## START Records for the task
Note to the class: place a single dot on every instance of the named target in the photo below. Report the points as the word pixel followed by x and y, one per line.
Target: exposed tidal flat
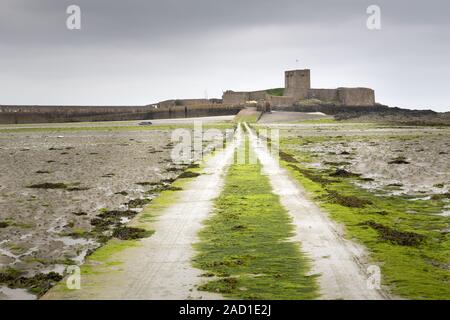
pixel 64 191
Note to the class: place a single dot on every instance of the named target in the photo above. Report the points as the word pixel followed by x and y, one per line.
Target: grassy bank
pixel 245 246
pixel 405 237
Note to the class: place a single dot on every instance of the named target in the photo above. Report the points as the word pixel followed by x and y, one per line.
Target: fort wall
pixel 356 96
pixel 55 114
pixel 297 83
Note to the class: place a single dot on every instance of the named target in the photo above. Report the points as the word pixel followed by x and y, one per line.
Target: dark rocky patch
pixel 38 284
pixel 128 233
pixel 48 185
pixel 344 174
pixel 395 236
pixel 188 174
pixel 138 203
pixel 4 224
pixel 347 201
pixel 399 160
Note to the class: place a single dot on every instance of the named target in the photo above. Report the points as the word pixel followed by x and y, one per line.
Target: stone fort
pixel 298 88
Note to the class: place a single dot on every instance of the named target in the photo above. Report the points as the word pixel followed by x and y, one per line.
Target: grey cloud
pixel 137 52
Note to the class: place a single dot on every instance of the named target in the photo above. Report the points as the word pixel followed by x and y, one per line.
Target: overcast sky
pixel 137 52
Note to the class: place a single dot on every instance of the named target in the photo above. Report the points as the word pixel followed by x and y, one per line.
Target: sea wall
pixel 43 114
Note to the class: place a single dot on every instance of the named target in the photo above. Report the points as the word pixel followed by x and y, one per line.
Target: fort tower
pixel 297 83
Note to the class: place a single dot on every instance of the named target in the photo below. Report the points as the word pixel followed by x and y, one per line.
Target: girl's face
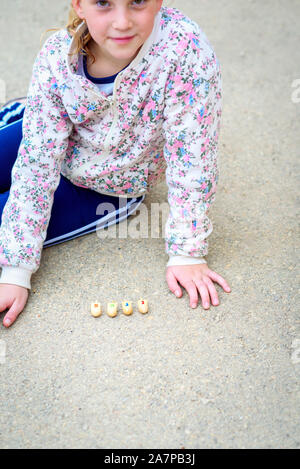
pixel 118 27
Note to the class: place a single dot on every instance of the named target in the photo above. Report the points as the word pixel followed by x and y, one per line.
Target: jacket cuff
pixel 185 260
pixel 16 276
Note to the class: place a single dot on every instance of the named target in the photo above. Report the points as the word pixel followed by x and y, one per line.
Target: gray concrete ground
pixel 222 378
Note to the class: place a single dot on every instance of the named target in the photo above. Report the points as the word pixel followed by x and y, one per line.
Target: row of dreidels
pixel 112 308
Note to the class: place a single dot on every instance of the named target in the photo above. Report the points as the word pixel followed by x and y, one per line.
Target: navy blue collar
pixel 102 81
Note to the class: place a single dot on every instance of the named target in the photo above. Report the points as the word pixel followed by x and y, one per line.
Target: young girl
pixel 130 90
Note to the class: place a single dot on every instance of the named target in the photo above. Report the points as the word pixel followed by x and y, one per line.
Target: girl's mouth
pixel 122 40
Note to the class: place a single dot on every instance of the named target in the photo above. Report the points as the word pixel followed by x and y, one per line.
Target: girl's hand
pixel 14 298
pixel 196 278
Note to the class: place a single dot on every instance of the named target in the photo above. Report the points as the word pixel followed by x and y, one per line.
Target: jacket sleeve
pixel 35 176
pixel 191 127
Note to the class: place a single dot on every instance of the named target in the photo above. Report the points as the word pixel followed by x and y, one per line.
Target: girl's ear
pixel 78 8
pixel 159 4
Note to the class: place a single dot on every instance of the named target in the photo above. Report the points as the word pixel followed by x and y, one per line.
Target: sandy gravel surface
pixel 223 378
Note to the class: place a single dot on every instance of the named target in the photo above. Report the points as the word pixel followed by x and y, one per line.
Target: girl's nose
pixel 122 21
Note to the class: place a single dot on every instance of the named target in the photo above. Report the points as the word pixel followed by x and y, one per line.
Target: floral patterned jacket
pixel 163 118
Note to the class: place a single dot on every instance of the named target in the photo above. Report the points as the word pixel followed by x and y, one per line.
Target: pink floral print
pixel 162 120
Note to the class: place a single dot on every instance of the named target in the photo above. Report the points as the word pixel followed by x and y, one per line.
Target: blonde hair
pixel 80 40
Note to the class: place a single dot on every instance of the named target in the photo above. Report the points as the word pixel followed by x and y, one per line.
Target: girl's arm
pixel 192 125
pixel 35 176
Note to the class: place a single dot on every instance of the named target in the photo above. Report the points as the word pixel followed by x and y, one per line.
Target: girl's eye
pixel 105 3
pixel 102 3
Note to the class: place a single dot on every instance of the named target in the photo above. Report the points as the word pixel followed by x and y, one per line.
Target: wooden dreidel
pixel 127 307
pixel 143 306
pixel 96 310
pixel 112 309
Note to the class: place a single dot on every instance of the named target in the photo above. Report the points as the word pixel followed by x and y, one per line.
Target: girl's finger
pixel 173 284
pixel 192 292
pixel 220 280
pixel 212 291
pixel 3 305
pixel 203 293
pixel 12 314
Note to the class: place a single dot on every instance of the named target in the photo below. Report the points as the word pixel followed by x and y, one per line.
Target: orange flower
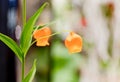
pixel 73 42
pixel 42 36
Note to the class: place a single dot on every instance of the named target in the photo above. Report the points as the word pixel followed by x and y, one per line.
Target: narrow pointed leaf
pixel 31 73
pixel 26 36
pixel 12 45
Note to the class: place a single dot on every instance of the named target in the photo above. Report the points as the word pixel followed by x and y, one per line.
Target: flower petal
pixel 74 43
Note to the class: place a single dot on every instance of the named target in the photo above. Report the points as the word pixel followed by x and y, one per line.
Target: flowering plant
pixel 41 36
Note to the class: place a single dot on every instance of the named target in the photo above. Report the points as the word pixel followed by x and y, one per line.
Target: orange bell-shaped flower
pixel 42 36
pixel 73 42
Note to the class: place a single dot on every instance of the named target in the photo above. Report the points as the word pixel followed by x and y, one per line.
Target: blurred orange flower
pixel 42 36
pixel 73 42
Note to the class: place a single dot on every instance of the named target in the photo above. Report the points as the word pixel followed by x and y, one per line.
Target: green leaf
pixel 26 36
pixel 31 73
pixel 12 45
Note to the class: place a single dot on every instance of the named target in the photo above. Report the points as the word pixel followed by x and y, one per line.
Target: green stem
pixel 24 12
pixel 23 64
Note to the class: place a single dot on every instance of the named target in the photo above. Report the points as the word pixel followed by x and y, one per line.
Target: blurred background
pixel 97 21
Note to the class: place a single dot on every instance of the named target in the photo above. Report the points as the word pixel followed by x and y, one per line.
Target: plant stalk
pixel 23 65
pixel 24 12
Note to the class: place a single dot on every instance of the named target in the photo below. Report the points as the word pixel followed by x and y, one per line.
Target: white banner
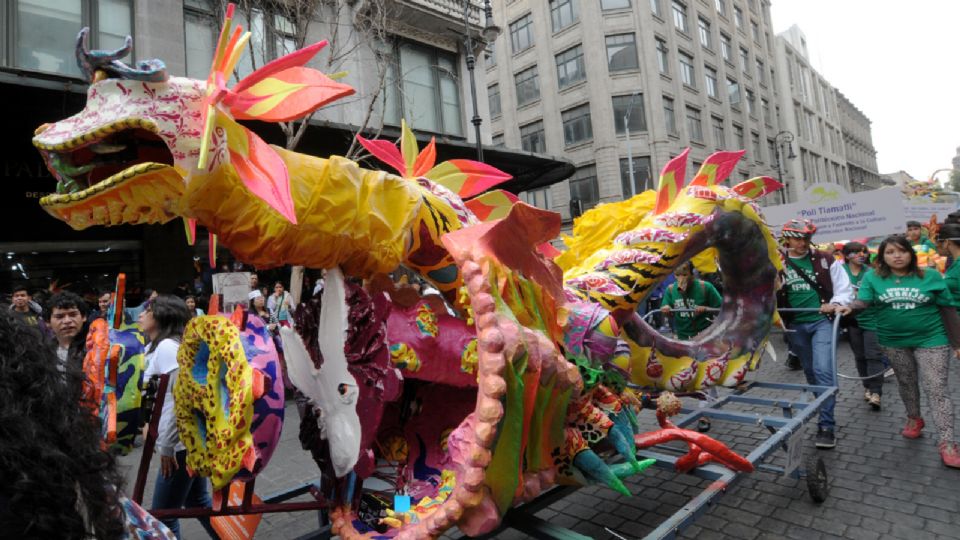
pixel 839 215
pixel 921 211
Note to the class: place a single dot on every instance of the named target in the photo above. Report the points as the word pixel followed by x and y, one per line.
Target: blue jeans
pixel 813 344
pixel 182 491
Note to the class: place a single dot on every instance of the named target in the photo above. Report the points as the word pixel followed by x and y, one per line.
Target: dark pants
pixel 869 357
pixel 813 344
pixel 179 490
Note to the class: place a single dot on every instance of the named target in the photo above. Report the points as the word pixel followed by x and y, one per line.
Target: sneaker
pixel 950 454
pixel 825 438
pixel 913 428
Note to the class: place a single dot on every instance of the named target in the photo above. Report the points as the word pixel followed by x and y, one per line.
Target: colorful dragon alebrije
pixel 475 399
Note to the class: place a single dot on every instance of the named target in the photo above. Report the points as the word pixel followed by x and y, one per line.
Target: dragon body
pixel 472 412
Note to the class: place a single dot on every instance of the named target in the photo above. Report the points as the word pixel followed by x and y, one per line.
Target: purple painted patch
pixel 268 409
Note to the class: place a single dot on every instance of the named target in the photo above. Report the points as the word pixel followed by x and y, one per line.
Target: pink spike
pixel 725 163
pixel 386 152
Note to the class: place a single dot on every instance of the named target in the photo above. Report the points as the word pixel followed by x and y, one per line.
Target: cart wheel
pixel 817 482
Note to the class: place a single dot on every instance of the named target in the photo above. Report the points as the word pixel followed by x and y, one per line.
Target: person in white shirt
pixel 163 324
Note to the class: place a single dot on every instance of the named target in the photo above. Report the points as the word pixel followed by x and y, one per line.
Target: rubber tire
pixel 818 483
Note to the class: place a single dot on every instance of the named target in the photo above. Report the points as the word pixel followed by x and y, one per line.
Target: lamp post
pixel 781 138
pixel 626 127
pixel 490 33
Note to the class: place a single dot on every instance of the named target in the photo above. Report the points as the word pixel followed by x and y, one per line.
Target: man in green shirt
pixel 689 293
pixel 817 282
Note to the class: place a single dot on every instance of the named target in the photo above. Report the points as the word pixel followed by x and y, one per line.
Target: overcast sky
pixel 898 62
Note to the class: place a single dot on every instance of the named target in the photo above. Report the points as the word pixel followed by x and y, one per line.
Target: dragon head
pixel 128 156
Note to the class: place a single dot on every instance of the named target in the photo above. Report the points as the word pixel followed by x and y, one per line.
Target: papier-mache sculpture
pixel 526 381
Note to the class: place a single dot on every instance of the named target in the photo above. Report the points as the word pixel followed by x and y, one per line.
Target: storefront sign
pixel 839 215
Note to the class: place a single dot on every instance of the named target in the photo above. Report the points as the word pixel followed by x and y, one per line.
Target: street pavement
pixel 882 485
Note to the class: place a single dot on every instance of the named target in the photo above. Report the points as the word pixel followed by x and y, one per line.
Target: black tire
pixel 818 484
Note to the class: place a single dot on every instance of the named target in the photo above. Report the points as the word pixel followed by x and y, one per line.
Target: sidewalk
pixel 882 485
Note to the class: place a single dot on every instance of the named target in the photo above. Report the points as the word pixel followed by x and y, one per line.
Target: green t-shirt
pixel 699 293
pixel 952 277
pixel 801 294
pixel 908 313
pixel 866 319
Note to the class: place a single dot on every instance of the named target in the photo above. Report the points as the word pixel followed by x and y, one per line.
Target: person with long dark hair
pixel 863 330
pixel 919 330
pixel 163 324
pixel 56 480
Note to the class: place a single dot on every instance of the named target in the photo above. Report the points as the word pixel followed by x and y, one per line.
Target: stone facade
pixel 858 146
pixel 590 53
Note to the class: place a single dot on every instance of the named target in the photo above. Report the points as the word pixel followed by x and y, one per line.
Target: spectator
pixel 61 484
pixel 917 326
pixel 280 304
pixel 67 318
pixel 919 243
pixel 862 329
pixel 164 321
pixel 23 307
pixel 815 281
pixel 691 293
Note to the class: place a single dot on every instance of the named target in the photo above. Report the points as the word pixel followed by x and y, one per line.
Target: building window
pixel 710 75
pixel 491 55
pixel 532 138
pixel 733 91
pixel 706 39
pixel 46 31
pixel 726 47
pixel 614 4
pixel 493 93
pixel 570 68
pixel 680 16
pixel 584 187
pixel 563 13
pixel 576 125
pixel 427 94
pixel 669 115
pixel 663 57
pixel 537 197
pixel 642 179
pixel 694 125
pixel 719 136
pixel 521 33
pixel 528 86
pixel 687 73
pixel 629 105
pixel 622 52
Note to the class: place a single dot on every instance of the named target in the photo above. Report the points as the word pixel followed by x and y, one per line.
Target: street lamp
pixel 781 138
pixel 626 126
pixel 490 33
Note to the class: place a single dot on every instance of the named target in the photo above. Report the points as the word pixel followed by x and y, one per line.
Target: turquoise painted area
pixel 200 368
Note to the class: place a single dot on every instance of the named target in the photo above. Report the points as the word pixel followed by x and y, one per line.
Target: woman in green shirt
pixel 914 316
pixel 689 293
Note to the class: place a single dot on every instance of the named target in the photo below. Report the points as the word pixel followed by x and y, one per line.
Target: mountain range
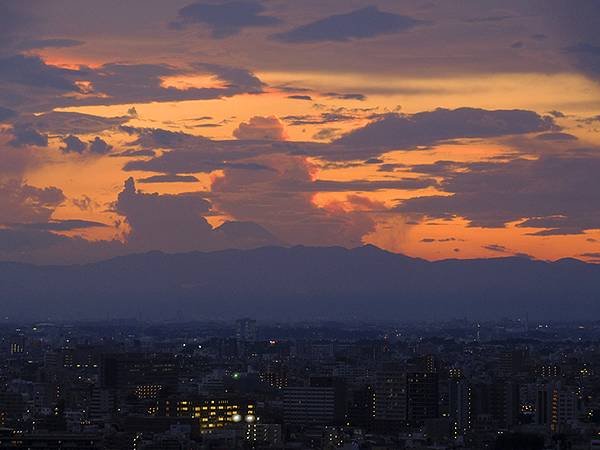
pixel 301 283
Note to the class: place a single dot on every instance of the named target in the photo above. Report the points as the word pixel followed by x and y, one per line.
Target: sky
pixel 436 129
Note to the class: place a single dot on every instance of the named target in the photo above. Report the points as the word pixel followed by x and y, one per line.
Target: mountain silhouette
pixel 301 283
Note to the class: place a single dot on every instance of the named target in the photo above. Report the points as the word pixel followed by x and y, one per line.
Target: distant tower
pixel 246 330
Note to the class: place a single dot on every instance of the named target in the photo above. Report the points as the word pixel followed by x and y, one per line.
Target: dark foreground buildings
pixel 248 385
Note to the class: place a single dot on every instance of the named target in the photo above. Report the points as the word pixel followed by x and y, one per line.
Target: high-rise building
pixel 389 399
pixel 422 396
pixel 211 413
pixel 321 402
pixel 459 406
pixel 556 406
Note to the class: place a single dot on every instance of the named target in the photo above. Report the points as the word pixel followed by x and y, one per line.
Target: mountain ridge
pixel 289 283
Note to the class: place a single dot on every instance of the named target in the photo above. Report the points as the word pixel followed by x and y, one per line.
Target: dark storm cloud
pixel 225 19
pixel 27 83
pixel 558 194
pixel 359 24
pixel 371 185
pixel 396 131
pixel 350 96
pixel 234 77
pixel 300 97
pixel 496 248
pixel 492 18
pixel 60 225
pixel 33 71
pixel 260 128
pixel 22 203
pixel 167 222
pixel 100 146
pixel 50 43
pixel 281 201
pixel 24 135
pixel 73 144
pixel 559 137
pixel 169 178
pixel 134 153
pixel 177 223
pixel 57 122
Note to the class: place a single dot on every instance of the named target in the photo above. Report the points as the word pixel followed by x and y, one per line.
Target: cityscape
pixel 300 224
pixel 509 384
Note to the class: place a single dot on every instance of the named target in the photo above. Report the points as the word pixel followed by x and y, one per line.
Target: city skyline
pixel 433 130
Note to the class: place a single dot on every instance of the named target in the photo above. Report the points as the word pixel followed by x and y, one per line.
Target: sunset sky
pixel 436 129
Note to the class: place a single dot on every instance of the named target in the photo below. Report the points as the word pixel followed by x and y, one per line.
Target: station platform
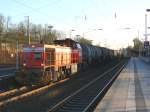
## END Records for the task
### Your goal
Render the lines of the rows above as a JSON list of strings, one string per line and no blank lines, starting at the first line and ending at the line containing "pixel 405 237". Leave the pictures out.

### Task solution
[
  "Note to the class: place a single dot on every instance of the named target in the photo below. Report the points as the word pixel followed by x and y, one per line.",
  "Target: exposed tidal flat",
  "pixel 64 191",
  "Note to the class: place a single dot on every instance of the named target in the photo above. Report the points as the word pixel followed by x and y, one per line.",
  "Target: grassy bank",
  "pixel 245 246",
  "pixel 405 237"
]